Required action:
From the records below, take each line where the string "green" shows up and copy it.

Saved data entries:
• • • •
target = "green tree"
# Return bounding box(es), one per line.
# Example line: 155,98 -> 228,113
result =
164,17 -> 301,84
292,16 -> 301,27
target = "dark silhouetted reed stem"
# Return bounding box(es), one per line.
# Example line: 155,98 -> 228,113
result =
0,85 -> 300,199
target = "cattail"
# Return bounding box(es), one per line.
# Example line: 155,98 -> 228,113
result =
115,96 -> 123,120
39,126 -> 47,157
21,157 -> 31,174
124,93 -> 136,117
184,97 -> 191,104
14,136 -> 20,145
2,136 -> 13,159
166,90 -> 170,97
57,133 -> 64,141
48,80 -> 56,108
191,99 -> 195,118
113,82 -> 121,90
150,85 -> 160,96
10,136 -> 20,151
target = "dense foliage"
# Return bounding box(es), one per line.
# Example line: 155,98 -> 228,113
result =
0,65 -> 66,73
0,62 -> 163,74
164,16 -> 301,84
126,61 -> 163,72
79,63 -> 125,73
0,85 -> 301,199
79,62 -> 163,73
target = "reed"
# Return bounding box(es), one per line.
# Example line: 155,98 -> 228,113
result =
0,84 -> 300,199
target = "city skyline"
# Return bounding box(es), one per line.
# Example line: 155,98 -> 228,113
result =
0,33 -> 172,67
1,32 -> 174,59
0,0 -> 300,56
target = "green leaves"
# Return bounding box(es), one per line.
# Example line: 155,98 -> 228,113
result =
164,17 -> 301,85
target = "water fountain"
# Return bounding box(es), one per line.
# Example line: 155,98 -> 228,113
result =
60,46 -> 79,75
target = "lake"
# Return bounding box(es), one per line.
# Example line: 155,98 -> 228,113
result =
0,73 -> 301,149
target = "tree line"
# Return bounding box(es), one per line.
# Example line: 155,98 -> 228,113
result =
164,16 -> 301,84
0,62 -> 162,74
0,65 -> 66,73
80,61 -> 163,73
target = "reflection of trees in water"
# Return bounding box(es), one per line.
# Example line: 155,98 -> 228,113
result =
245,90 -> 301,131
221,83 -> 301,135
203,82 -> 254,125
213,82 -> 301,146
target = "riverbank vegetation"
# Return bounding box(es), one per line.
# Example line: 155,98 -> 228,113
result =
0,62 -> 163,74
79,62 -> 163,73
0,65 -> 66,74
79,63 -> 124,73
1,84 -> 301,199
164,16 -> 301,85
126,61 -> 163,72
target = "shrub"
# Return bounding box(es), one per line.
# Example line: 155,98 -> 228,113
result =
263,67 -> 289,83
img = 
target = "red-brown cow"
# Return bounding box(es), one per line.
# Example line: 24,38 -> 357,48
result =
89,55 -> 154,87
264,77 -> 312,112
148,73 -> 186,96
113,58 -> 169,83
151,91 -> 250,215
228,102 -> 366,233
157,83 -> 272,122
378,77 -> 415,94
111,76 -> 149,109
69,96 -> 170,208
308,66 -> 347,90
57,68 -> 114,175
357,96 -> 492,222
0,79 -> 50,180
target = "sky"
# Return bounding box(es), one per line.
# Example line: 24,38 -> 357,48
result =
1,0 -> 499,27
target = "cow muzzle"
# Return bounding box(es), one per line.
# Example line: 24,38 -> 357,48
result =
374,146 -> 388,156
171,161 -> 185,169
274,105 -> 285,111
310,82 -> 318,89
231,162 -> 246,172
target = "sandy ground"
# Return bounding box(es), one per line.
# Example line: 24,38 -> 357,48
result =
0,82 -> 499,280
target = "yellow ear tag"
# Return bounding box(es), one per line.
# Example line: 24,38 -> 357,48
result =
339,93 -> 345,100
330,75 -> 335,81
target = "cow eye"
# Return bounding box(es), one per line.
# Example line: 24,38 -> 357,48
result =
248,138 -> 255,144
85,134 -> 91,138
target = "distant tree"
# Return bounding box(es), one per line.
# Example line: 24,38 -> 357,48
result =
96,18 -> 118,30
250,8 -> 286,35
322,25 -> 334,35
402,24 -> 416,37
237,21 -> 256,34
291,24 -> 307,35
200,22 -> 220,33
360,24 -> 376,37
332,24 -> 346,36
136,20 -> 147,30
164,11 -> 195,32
• • • •
Answer to this problem:
target = "green tree"
target = "green leaves"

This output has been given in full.